• [REQUIRED TASK]:
Reproduce the listing below with every "Detections" changed to "Results" and nothing else altered.

• [DATASET EXTRACT]:
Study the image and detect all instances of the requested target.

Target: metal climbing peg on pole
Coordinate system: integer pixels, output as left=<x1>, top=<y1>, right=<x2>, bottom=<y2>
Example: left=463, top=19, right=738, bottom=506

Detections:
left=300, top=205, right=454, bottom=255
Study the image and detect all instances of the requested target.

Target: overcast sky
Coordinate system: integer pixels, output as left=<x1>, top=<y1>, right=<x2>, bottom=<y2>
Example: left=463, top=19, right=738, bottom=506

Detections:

• [EXERCISE OUTPUT]:
Study the image and detect all instances of the requested target.

Target: metal climbing peg on pole
Coordinate system: integer pixels, output as left=<x1>, top=<y1>, right=<x2>, bottom=<y2>
Example: left=463, top=19, right=738, bottom=506

Results:
left=300, top=205, right=454, bottom=255
Study the image and detect all instances of the requested target.

Target: overcast sky
Coordinate system: integer pixels, output as left=<x1>, top=<y1>, right=<x2>, bottom=<y2>
Example: left=463, top=19, right=738, bottom=506

Results:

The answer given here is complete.